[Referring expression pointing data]
● ● ● ● ● ● ●

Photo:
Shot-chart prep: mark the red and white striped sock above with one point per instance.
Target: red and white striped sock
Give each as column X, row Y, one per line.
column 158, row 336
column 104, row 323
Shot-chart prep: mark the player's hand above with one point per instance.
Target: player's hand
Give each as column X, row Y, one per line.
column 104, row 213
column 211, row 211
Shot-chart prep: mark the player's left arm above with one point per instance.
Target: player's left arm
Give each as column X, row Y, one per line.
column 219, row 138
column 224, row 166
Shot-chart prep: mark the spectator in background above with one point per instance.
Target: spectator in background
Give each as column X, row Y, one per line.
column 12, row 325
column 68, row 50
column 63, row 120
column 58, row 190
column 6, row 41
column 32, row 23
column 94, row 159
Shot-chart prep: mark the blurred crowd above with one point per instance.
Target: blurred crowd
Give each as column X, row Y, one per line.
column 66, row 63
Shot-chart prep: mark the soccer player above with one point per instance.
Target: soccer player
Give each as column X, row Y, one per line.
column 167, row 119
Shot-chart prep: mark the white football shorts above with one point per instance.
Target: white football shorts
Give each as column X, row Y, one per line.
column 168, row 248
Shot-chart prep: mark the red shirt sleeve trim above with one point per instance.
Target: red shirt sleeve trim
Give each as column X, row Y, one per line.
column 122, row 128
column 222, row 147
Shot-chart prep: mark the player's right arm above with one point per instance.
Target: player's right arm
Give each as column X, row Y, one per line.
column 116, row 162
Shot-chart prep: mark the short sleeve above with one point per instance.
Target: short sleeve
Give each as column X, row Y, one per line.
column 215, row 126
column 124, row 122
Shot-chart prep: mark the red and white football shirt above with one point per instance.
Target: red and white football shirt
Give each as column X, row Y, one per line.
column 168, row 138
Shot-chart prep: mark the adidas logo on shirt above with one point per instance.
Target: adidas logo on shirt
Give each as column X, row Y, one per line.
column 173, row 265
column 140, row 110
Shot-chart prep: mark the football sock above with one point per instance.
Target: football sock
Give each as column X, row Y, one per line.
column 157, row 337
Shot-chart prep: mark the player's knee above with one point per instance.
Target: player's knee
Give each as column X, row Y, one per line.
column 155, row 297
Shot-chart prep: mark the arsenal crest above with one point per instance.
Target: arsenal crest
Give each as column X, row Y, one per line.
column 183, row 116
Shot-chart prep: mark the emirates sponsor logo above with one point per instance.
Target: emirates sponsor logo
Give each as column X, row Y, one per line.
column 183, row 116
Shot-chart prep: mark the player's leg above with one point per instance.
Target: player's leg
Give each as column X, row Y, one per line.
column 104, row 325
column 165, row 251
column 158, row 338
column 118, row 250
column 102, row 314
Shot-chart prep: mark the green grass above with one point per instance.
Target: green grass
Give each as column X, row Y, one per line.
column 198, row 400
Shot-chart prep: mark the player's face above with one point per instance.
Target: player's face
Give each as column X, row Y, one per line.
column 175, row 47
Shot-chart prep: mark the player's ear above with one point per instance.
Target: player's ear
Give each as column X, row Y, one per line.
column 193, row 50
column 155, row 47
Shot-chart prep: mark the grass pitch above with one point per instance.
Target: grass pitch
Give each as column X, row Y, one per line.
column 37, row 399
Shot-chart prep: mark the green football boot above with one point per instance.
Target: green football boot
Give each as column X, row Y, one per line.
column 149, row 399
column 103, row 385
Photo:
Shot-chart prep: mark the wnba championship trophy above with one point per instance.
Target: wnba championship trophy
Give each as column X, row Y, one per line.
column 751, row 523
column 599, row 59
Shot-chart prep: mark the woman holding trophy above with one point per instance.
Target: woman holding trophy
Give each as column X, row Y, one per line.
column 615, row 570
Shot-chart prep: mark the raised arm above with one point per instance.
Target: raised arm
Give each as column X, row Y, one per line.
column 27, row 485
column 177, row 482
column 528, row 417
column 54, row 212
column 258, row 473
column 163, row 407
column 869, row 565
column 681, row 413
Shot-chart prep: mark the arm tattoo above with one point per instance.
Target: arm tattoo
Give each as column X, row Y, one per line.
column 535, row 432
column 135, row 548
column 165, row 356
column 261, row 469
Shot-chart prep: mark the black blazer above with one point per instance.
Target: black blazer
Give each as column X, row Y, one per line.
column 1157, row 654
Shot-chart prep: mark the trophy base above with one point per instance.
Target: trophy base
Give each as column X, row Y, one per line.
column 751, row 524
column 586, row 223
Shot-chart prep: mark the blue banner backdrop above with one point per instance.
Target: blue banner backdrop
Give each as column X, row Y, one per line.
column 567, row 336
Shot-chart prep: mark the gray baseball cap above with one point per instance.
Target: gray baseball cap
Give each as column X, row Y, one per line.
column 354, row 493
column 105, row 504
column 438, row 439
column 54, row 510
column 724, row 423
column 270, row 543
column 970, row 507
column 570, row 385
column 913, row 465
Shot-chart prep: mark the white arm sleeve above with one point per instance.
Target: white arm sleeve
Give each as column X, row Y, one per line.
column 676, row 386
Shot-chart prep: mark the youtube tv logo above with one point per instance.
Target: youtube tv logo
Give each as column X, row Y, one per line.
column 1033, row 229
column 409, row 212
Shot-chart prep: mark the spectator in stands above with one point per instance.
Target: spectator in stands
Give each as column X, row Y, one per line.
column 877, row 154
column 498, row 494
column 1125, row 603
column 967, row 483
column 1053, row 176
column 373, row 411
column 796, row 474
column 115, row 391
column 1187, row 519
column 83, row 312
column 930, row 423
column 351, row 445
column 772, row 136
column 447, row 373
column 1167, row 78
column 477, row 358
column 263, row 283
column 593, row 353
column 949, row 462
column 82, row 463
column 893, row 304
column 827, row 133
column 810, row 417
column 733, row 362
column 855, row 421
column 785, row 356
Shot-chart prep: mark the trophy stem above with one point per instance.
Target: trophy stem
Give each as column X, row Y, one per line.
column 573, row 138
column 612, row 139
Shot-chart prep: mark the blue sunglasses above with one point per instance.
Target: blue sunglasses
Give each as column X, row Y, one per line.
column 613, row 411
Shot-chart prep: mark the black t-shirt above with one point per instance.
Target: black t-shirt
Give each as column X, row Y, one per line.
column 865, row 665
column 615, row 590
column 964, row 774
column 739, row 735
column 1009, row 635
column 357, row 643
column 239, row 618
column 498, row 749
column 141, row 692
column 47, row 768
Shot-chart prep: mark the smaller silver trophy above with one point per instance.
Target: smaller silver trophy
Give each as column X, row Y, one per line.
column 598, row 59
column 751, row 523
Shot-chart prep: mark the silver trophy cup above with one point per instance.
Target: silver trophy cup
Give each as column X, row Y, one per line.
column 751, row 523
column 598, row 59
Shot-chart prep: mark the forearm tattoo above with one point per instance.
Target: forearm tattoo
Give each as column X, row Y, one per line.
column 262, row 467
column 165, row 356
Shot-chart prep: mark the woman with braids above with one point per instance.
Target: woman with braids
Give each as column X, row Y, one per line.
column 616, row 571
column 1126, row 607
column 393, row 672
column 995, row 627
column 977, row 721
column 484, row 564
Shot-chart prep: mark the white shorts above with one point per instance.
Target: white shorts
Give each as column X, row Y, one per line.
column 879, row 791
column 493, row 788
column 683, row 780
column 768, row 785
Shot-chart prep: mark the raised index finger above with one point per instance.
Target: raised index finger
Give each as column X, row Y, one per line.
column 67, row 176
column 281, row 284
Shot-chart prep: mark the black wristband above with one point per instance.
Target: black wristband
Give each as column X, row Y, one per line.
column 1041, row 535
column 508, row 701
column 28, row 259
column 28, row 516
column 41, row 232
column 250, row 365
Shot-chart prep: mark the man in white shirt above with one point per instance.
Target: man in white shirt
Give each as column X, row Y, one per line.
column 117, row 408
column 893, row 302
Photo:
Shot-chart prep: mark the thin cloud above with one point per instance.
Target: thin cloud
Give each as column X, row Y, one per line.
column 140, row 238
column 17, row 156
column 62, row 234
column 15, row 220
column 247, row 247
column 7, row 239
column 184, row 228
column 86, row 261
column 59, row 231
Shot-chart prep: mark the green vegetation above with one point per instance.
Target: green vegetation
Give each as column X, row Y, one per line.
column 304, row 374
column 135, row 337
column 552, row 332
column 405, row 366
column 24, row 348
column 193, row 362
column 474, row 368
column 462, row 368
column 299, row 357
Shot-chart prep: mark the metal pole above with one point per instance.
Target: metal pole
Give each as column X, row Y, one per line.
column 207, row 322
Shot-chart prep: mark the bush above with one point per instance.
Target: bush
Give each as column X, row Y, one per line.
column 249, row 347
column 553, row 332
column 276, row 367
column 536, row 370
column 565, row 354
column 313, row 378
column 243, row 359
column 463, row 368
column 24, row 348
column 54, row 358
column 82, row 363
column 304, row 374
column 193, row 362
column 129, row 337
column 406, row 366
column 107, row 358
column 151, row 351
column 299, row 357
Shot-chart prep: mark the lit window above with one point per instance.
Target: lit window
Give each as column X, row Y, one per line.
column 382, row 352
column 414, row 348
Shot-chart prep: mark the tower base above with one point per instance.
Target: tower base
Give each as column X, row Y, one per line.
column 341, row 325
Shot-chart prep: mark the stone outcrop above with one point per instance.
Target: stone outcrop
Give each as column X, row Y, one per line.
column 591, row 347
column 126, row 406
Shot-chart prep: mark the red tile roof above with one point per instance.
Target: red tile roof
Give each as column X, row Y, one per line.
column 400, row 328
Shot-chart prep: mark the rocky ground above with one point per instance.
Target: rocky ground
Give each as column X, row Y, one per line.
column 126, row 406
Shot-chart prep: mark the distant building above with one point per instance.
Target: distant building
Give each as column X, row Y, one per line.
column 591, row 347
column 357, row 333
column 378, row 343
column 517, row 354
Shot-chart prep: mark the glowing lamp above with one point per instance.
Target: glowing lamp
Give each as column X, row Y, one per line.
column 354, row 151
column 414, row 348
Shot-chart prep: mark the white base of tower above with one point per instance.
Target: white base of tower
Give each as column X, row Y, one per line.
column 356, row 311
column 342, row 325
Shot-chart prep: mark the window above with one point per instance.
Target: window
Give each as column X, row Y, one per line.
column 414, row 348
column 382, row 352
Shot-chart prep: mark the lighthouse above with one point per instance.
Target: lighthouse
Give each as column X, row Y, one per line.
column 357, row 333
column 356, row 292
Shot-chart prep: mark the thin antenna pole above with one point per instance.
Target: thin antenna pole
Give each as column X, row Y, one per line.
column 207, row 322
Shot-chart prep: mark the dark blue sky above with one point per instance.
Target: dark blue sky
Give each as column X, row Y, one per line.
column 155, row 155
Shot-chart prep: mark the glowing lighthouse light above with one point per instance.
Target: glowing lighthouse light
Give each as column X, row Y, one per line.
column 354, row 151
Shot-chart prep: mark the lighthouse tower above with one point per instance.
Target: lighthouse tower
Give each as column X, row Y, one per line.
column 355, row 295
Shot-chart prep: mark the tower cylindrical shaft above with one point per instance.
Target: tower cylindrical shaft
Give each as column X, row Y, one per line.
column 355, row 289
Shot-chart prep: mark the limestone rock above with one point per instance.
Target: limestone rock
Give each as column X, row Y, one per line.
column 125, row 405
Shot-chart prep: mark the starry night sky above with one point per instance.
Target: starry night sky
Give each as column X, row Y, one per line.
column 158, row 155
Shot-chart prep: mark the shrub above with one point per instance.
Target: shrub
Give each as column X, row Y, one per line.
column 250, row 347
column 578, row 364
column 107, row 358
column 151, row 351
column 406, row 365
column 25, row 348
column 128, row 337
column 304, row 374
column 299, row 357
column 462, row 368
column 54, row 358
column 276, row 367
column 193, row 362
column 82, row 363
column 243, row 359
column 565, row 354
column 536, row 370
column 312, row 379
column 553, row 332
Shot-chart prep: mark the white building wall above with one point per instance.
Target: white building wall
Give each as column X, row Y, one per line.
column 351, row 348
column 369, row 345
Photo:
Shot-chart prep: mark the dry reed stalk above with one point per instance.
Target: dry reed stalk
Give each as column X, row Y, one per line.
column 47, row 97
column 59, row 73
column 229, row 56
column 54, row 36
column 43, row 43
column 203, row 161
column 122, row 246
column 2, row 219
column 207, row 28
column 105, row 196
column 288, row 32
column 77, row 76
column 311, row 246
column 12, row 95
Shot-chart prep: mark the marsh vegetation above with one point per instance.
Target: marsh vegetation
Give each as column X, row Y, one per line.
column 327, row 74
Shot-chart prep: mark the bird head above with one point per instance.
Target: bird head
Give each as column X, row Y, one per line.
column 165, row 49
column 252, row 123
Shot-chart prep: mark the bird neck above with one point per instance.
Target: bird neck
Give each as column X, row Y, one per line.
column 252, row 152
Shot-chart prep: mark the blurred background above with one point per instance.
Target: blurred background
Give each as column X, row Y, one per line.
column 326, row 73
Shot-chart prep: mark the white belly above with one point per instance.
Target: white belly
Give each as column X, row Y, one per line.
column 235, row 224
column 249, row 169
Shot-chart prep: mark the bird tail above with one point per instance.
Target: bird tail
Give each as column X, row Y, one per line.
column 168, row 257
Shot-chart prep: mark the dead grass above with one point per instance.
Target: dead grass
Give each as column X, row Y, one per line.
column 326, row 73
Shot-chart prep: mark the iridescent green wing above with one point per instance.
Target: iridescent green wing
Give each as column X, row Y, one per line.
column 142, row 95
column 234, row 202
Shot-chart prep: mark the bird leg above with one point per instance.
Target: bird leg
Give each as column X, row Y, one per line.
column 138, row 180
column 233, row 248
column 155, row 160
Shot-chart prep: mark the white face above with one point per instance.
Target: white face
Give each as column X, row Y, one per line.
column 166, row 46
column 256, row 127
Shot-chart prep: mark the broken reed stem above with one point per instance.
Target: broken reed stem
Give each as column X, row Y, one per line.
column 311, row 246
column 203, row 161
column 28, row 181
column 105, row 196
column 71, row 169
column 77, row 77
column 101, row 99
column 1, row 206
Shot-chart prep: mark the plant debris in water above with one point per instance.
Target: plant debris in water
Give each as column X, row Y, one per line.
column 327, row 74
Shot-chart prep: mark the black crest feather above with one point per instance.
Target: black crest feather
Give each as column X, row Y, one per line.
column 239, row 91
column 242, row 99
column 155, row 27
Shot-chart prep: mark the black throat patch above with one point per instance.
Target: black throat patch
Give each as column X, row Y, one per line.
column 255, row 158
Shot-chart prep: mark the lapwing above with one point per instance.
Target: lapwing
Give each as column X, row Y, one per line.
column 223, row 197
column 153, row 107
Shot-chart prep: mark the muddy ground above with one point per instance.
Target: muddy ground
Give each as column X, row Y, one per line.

● ● ● ● ● ● ●

WHAT NEEDS TO BE DONE: Provide the number of lines in the data above that contain the string "sleeve", and nothing else.

OUTPUT OF THE TASK: 6